Quoted text =

#####

Strangely, that’s … encouraging?

Actually, it really is.

After all, in recent seasons, so little has been expected of the Pirates, betting the over on their preseason win total has been a pretty easy decision because it’s hard to win fewer than the 65-70 games they are frequently projected to win.

Sure, on occasion, the Pirates have still managed to lose 100 games and stay under their total, but those were bad teams coming off bad years in a division with better teams at the top.

The 2024 Bucs appear to be an improving team coming off an improved year in a division that may be the weakest in MLB.

This year’s Pirates’ projected win total is 78.5, according to BetRivers.com. That’s not very lofty after gathering 76 wins in 2023, a 14-win improvement from the 62 they posted in 2022. And the ticket pays out at plus-100.

But as we chronicled a short time after the 2023 campaign ended, the Pirates are now in that 75-85 win netherworld between sub-mediocrity and wild-card contention.

#####

Job =
Name each calendar year that appears in the Pirates passage above, listing each one only once.

#####

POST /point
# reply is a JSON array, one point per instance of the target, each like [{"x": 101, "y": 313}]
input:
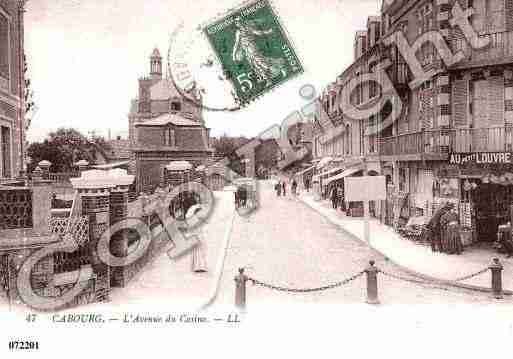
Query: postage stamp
[{"x": 254, "y": 50}]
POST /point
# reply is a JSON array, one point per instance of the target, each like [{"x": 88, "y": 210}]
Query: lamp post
[{"x": 246, "y": 162}]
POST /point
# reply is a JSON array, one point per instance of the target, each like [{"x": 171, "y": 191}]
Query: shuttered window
[
  {"x": 489, "y": 16},
  {"x": 496, "y": 101}
]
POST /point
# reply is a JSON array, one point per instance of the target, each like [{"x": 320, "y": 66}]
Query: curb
[{"x": 436, "y": 280}]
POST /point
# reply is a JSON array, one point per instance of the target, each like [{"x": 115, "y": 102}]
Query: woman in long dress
[
  {"x": 266, "y": 68},
  {"x": 194, "y": 228}
]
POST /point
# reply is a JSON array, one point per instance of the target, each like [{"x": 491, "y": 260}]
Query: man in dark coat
[{"x": 449, "y": 223}]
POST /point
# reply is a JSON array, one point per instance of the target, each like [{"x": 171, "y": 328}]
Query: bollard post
[
  {"x": 372, "y": 283},
  {"x": 496, "y": 268},
  {"x": 240, "y": 289}
]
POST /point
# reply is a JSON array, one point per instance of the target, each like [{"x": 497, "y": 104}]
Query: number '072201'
[{"x": 23, "y": 345}]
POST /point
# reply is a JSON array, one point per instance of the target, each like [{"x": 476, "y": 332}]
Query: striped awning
[
  {"x": 179, "y": 166},
  {"x": 347, "y": 172},
  {"x": 305, "y": 170}
]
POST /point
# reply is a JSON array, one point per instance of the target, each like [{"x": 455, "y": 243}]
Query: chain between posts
[{"x": 306, "y": 290}]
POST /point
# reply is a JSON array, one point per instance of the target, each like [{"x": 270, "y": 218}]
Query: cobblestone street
[{"x": 287, "y": 244}]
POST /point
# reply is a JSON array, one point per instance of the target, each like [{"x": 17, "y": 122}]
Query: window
[
  {"x": 5, "y": 152},
  {"x": 362, "y": 138},
  {"x": 4, "y": 52},
  {"x": 425, "y": 17},
  {"x": 489, "y": 16},
  {"x": 176, "y": 106},
  {"x": 372, "y": 136}
]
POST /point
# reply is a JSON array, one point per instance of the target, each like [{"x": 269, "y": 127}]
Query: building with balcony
[
  {"x": 164, "y": 127},
  {"x": 11, "y": 88},
  {"x": 432, "y": 151}
]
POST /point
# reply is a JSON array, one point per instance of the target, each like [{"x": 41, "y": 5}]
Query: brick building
[
  {"x": 461, "y": 108},
  {"x": 164, "y": 128},
  {"x": 11, "y": 88}
]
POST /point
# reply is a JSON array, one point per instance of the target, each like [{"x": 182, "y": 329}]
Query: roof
[
  {"x": 169, "y": 118},
  {"x": 111, "y": 165},
  {"x": 373, "y": 19},
  {"x": 179, "y": 166},
  {"x": 119, "y": 149},
  {"x": 163, "y": 90}
]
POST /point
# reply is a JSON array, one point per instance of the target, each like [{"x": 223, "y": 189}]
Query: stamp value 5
[{"x": 253, "y": 49}]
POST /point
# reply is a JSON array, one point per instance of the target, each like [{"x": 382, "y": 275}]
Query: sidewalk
[{"x": 416, "y": 257}]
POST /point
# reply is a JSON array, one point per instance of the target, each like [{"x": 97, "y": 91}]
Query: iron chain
[{"x": 306, "y": 290}]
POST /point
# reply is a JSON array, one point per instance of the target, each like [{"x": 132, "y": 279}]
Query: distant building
[
  {"x": 164, "y": 128},
  {"x": 11, "y": 88}
]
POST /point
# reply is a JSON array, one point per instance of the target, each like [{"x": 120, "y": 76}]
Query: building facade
[
  {"x": 163, "y": 127},
  {"x": 11, "y": 88},
  {"x": 461, "y": 108}
]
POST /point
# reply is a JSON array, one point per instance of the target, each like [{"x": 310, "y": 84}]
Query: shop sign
[
  {"x": 481, "y": 158},
  {"x": 367, "y": 188}
]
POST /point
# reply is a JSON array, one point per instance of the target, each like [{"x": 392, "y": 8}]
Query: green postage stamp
[{"x": 253, "y": 49}]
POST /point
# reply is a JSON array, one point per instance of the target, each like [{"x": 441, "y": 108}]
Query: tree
[
  {"x": 28, "y": 95},
  {"x": 64, "y": 147},
  {"x": 224, "y": 145}
]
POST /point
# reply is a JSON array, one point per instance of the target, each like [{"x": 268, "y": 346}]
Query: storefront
[
  {"x": 337, "y": 180},
  {"x": 483, "y": 184}
]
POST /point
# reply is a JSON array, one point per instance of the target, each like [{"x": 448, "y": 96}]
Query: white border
[{"x": 9, "y": 50}]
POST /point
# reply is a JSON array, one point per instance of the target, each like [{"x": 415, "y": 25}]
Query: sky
[{"x": 85, "y": 57}]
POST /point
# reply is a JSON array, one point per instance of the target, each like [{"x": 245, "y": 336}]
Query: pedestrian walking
[
  {"x": 334, "y": 197},
  {"x": 449, "y": 222},
  {"x": 434, "y": 230},
  {"x": 278, "y": 189},
  {"x": 340, "y": 197}
]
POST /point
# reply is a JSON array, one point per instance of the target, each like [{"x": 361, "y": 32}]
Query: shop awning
[
  {"x": 112, "y": 165},
  {"x": 348, "y": 172},
  {"x": 179, "y": 166},
  {"x": 304, "y": 171},
  {"x": 328, "y": 172}
]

#####

Result for this exercise =
2024, 2023, 2022